Task description
Images must not appear in your copy; reproduce every other part of the records exactly.

[Some records]

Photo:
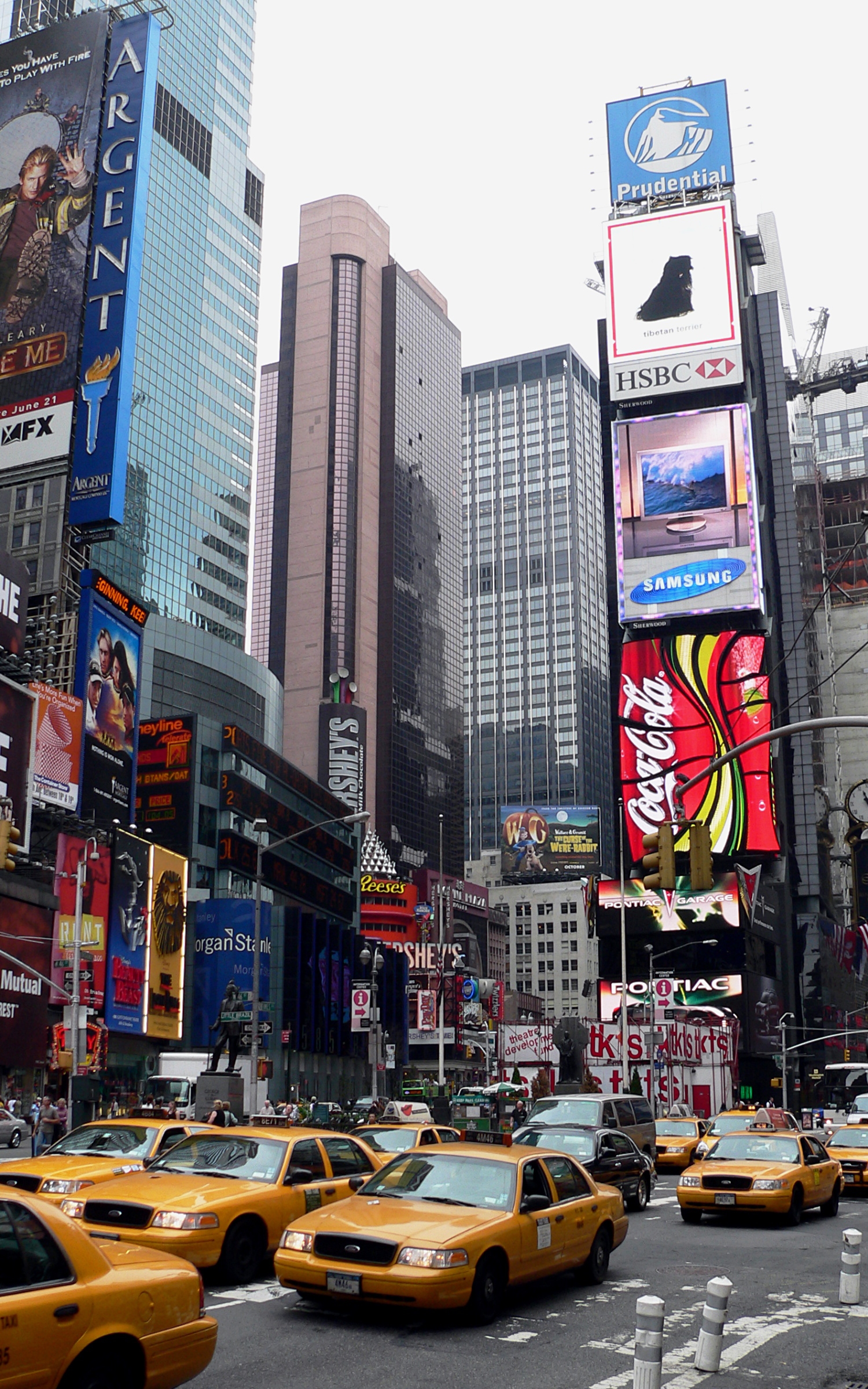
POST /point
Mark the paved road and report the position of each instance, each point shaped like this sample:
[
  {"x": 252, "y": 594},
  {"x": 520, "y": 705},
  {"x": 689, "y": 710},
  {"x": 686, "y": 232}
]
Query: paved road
[{"x": 785, "y": 1327}]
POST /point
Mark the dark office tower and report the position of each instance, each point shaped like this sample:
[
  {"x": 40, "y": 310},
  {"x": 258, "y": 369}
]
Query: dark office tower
[
  {"x": 366, "y": 568},
  {"x": 263, "y": 530},
  {"x": 535, "y": 629}
]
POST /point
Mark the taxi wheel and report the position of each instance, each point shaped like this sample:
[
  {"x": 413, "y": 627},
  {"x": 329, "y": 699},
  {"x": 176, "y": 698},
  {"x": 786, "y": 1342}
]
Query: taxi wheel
[
  {"x": 490, "y": 1289},
  {"x": 793, "y": 1216},
  {"x": 596, "y": 1266},
  {"x": 244, "y": 1252},
  {"x": 643, "y": 1195},
  {"x": 831, "y": 1206}
]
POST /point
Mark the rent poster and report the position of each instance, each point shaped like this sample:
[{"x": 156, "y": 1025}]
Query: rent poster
[
  {"x": 167, "y": 939},
  {"x": 128, "y": 934}
]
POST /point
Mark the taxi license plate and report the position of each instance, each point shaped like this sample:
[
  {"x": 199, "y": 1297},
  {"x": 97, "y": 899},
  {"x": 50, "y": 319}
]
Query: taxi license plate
[{"x": 349, "y": 1284}]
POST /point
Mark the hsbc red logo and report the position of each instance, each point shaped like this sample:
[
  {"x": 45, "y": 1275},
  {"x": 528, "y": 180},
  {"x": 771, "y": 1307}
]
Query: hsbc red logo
[{"x": 714, "y": 369}]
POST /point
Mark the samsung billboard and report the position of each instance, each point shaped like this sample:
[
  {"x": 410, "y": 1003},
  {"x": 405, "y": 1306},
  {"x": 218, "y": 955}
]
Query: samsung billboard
[
  {"x": 686, "y": 516},
  {"x": 672, "y": 302},
  {"x": 674, "y": 142}
]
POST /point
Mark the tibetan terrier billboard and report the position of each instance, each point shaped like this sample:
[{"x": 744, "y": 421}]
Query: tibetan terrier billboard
[
  {"x": 685, "y": 516},
  {"x": 672, "y": 297}
]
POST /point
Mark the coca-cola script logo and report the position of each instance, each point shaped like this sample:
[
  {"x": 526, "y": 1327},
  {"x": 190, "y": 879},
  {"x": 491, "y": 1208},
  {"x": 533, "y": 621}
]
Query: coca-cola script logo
[{"x": 654, "y": 747}]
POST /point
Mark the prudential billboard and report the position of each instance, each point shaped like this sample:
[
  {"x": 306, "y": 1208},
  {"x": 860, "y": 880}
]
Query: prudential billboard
[{"x": 670, "y": 144}]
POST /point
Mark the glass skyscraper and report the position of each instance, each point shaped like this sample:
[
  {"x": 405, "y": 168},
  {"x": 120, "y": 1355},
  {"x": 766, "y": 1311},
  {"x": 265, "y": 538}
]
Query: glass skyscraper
[
  {"x": 536, "y": 688},
  {"x": 184, "y": 545}
]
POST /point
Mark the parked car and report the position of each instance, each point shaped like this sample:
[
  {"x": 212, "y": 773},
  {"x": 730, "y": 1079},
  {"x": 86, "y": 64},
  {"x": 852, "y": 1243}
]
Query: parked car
[
  {"x": 630, "y": 1113},
  {"x": 13, "y": 1129},
  {"x": 612, "y": 1159}
]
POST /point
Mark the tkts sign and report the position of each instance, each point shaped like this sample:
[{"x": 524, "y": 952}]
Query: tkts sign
[{"x": 684, "y": 702}]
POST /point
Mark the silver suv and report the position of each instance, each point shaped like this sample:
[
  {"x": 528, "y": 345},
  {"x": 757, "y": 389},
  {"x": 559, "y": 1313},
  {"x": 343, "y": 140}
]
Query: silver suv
[{"x": 630, "y": 1113}]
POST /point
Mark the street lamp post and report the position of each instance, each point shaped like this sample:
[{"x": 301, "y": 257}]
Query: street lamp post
[
  {"x": 260, "y": 825},
  {"x": 653, "y": 956},
  {"x": 782, "y": 1026},
  {"x": 377, "y": 964}
]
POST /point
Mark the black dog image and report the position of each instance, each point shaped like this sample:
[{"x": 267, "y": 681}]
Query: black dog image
[{"x": 671, "y": 295}]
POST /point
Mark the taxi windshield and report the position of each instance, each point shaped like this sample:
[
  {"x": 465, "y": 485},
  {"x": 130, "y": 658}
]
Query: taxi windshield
[
  {"x": 566, "y": 1112},
  {"x": 389, "y": 1141},
  {"x": 730, "y": 1124},
  {"x": 450, "y": 1178},
  {"x": 851, "y": 1138},
  {"x": 563, "y": 1141},
  {"x": 216, "y": 1155},
  {"x": 106, "y": 1141},
  {"x": 755, "y": 1148}
]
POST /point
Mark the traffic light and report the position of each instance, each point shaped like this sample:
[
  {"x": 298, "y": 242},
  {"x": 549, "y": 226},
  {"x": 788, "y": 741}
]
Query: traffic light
[
  {"x": 702, "y": 869},
  {"x": 659, "y": 860},
  {"x": 10, "y": 838}
]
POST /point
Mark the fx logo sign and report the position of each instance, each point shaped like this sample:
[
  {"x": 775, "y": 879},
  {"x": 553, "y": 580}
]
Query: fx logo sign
[{"x": 25, "y": 429}]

Expected answer
Photo:
POST /point
Mark the paved road and report the position of each instance, each point shaped like this sample:
[
  {"x": 252, "y": 594},
  {"x": 520, "y": 705},
  {"x": 689, "y": 710},
  {"x": 686, "y": 232}
]
Query: paved road
[{"x": 785, "y": 1327}]
POST /point
Mark the dark office tower and report the position of each instance, each point shaped like this sample:
[
  {"x": 40, "y": 310},
  {"x": 258, "y": 369}
]
Query: dark office tower
[
  {"x": 366, "y": 568},
  {"x": 263, "y": 530},
  {"x": 535, "y": 629}
]
POST /point
Mark the taxi wheel and report the position of each instance, each point shaped like this sample:
[
  {"x": 413, "y": 627},
  {"x": 329, "y": 699},
  {"x": 176, "y": 698},
  {"x": 786, "y": 1342}
]
Query: taxi wheel
[
  {"x": 490, "y": 1289},
  {"x": 793, "y": 1216},
  {"x": 596, "y": 1266},
  {"x": 244, "y": 1252},
  {"x": 643, "y": 1195},
  {"x": 831, "y": 1206}
]
POST /point
Mark the rent poster and report the position of each instance, each point shaped like this sample:
[{"x": 156, "y": 1025}]
Query: rent poster
[
  {"x": 167, "y": 939},
  {"x": 128, "y": 934}
]
POST /point
Mark the taxi license plate and report the position of each instance, each point shaped like this sample:
[
  {"x": 199, "y": 1297},
  {"x": 97, "y": 899},
  {"x": 50, "y": 319}
]
Query: taxi license plate
[{"x": 349, "y": 1284}]
POST /point
Mark the hsbc red logo and report the position of each instance, each point shaped like this sample:
[
  {"x": 45, "y": 1275},
  {"x": 528, "y": 180},
  {"x": 771, "y": 1307}
]
Query: hsbc red logo
[{"x": 714, "y": 369}]
POST /point
Mark the samsung billboard and report the position of each instance, each point shaped like this sample:
[
  {"x": 410, "y": 1003},
  {"x": 405, "y": 1306},
  {"x": 218, "y": 955}
]
Query: samsung billboard
[
  {"x": 686, "y": 516},
  {"x": 672, "y": 302},
  {"x": 674, "y": 142}
]
POST /point
Mark the tibetan terrier billboard and report the position of each instance, each point shaped like this sample:
[{"x": 744, "y": 421}]
Query: tibetan terrier billboard
[
  {"x": 685, "y": 516},
  {"x": 672, "y": 297}
]
POST /point
Mark the coca-cola script logo and report the position of each instance, each point shaped like this sample:
[
  {"x": 526, "y": 1327},
  {"x": 190, "y": 879},
  {"x": 491, "y": 1208},
  {"x": 533, "y": 621}
]
Query: coca-cola script logo
[{"x": 654, "y": 747}]
POST /point
Mark the prudential billboard and report the position of each instance, each point shaped like this sample:
[
  {"x": 306, "y": 1208},
  {"x": 860, "y": 880}
]
Query: prudential billboard
[{"x": 670, "y": 144}]
POST /point
Mark the glass skyscraper and report the position of each instance, each point shaped like this sample:
[
  {"x": 405, "y": 168},
  {"x": 120, "y": 1355},
  {"x": 766, "y": 1311},
  {"x": 265, "y": 538}
]
Query: glass skyscraper
[
  {"x": 536, "y": 688},
  {"x": 184, "y": 545}
]
POST /point
Mark the parked car and report the position of each instance, each point shaped like this sample:
[
  {"x": 212, "y": 773},
  {"x": 730, "y": 1079},
  {"x": 86, "y": 64},
  {"x": 852, "y": 1243}
]
Query: parked car
[
  {"x": 630, "y": 1113},
  {"x": 13, "y": 1129},
  {"x": 612, "y": 1159}
]
POST /point
Mark the tkts sign and report the position of each instance, each point shaped like this sample:
[{"x": 524, "y": 952}]
Query: tkts sign
[{"x": 684, "y": 702}]
POST /point
Mark the silver suv and report the position of each instance, each point shaped like this sample:
[
  {"x": 528, "y": 345},
  {"x": 757, "y": 389},
  {"x": 559, "y": 1313},
  {"x": 343, "y": 140}
]
Query: silver suv
[{"x": 630, "y": 1113}]
POST /point
Mark the street lamp post and report the position of each instance, each point shaped like this sample:
[{"x": 301, "y": 257}]
Query: street lamp post
[
  {"x": 260, "y": 825},
  {"x": 653, "y": 956},
  {"x": 782, "y": 1026},
  {"x": 377, "y": 964}
]
POST /point
Mark the black dog image and report the position of each instance, each point shaped like this sample:
[{"x": 267, "y": 681}]
Query: black dog image
[{"x": 671, "y": 295}]
POST /point
Mark the taxi windshield and report the position of each instance, each point shaped like this sample:
[
  {"x": 465, "y": 485},
  {"x": 130, "y": 658}
]
Query: taxi windshield
[
  {"x": 566, "y": 1112},
  {"x": 389, "y": 1141},
  {"x": 730, "y": 1124},
  {"x": 450, "y": 1178},
  {"x": 851, "y": 1138},
  {"x": 563, "y": 1141},
  {"x": 216, "y": 1155},
  {"x": 106, "y": 1141},
  {"x": 755, "y": 1148}
]
POST /point
Mark the traffic light and report the position of each instance, each point shaped like this sample:
[
  {"x": 298, "y": 242},
  {"x": 549, "y": 226},
  {"x": 788, "y": 741}
]
Query: traffic light
[
  {"x": 702, "y": 869},
  {"x": 659, "y": 860},
  {"x": 10, "y": 838}
]
POST /point
Mark the fx logo sign and report the position of each instance, each point shaped like this sample:
[
  {"x": 775, "y": 879},
  {"x": 553, "y": 580}
]
Query: fx logo sign
[{"x": 25, "y": 429}]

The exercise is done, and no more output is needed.